(Extracted data records)
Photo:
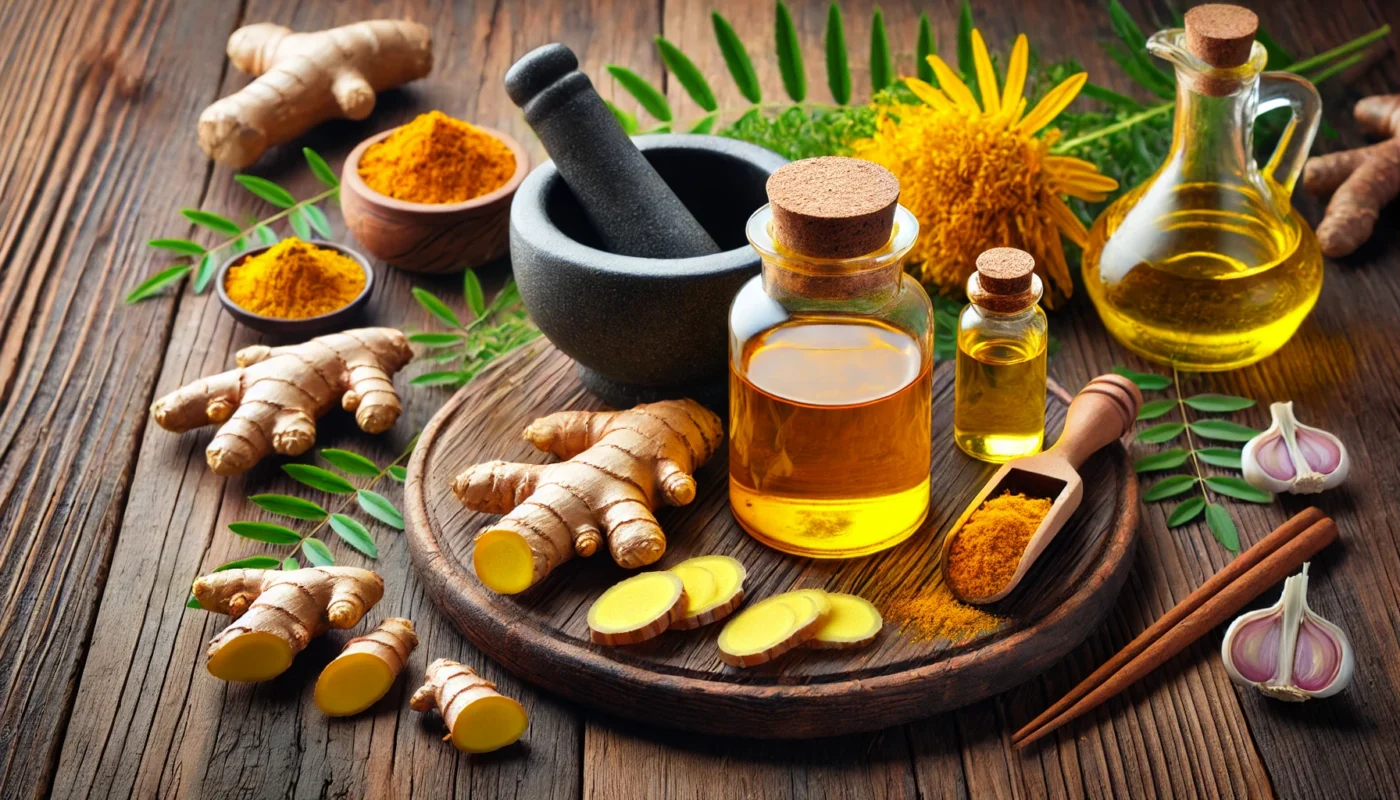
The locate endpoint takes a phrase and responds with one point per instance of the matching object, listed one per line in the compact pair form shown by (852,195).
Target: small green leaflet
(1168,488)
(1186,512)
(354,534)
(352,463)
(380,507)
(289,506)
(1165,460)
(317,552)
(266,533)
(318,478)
...
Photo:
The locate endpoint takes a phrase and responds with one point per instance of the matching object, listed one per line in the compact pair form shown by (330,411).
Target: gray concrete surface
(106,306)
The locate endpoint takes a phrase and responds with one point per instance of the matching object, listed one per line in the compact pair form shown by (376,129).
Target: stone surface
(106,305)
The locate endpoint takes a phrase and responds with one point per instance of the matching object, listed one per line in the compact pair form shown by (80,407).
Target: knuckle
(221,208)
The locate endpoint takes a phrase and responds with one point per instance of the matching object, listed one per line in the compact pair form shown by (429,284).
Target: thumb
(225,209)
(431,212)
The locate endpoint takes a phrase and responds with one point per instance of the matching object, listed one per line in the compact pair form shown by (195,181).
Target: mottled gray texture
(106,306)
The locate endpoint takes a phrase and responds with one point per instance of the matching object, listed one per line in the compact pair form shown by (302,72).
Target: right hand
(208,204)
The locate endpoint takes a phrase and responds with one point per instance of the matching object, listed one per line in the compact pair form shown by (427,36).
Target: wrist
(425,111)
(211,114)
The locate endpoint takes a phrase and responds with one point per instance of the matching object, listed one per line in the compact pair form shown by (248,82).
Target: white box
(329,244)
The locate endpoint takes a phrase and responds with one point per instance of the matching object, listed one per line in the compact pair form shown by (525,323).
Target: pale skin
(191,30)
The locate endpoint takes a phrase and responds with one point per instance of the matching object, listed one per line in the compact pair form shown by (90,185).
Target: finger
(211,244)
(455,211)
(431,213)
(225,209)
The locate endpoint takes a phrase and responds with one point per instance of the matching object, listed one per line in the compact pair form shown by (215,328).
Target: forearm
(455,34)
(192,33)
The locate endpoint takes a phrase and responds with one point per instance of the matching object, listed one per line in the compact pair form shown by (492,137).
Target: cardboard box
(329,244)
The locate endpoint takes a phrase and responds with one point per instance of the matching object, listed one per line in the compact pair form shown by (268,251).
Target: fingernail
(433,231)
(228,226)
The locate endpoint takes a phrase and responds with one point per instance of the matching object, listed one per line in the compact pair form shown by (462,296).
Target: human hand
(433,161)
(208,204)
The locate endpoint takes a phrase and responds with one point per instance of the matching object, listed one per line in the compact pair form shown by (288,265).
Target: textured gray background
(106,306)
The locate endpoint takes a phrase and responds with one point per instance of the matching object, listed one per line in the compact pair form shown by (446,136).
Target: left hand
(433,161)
* * *
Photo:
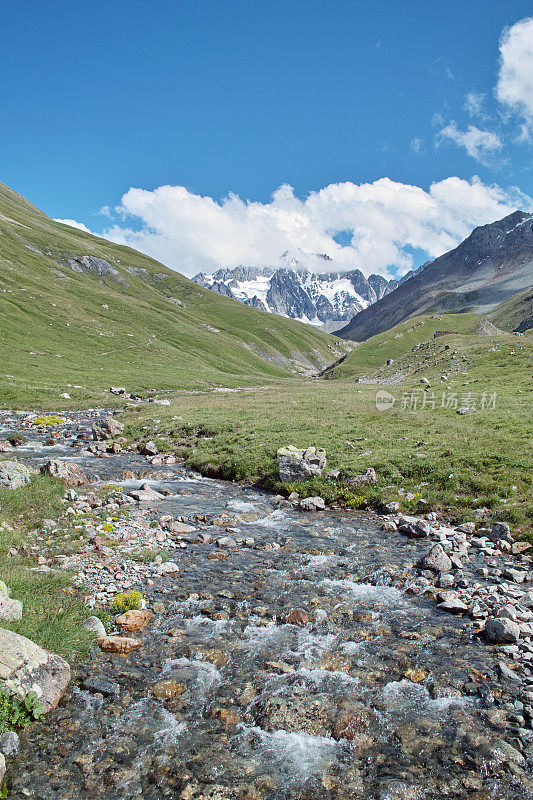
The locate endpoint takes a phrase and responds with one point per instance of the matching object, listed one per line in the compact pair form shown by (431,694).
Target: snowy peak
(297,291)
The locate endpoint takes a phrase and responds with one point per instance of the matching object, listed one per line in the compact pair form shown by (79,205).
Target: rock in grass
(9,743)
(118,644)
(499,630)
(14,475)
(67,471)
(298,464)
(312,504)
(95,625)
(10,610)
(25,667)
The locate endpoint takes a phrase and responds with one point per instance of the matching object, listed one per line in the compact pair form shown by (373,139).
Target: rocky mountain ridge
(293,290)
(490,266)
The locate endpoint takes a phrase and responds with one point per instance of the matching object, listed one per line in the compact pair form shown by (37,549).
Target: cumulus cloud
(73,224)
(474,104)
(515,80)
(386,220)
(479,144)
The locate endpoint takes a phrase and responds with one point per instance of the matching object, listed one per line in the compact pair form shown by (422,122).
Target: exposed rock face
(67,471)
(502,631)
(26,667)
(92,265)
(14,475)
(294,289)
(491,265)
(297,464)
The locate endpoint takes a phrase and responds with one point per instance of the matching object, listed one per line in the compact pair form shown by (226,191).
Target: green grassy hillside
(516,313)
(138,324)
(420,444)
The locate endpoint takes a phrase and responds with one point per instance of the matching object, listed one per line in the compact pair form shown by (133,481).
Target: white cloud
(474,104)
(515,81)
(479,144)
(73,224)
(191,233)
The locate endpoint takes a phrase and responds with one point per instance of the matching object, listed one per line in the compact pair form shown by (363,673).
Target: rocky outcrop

**INSTRUCTIONS TO FOLLOW**
Copy out every line of the records from the line containing "shown by (37,549)." down to the line containing "Target: rocky outcrop", including both of those lines.

**WORKED SOLUTION**
The locate endpoint takes a phrase and responds with one point per instance of the matching object, listed one per line in the compact pair form shown by (37,549).
Target: cumulus cloud
(73,224)
(474,104)
(515,80)
(386,220)
(479,144)
The locate endpoint takes a phrase and responds with one point per instance of the matching object, listed one per line in the compact pair form shown by (422,122).
Target: exposed rock face
(67,471)
(502,631)
(26,667)
(92,265)
(14,475)
(294,289)
(491,265)
(297,464)
The locate endpoint takes a phrase and responds with one point per instance of the matching object, listed one per line in the compact pair form shown by (226,191).
Target: green grassy hillside
(516,313)
(138,324)
(420,444)
The locate endpoint takes a phrase and responds with one point per instance of the matching object, listed one per line in the compact pair form shown by (133,481).
Target: white cloud
(474,104)
(515,81)
(479,144)
(73,224)
(191,233)
The locate endpoint takes a phrase and responds with one point per instance of the matching object, listed one per line in the compact pair form shown by (363,673).
Target: rocky outcrop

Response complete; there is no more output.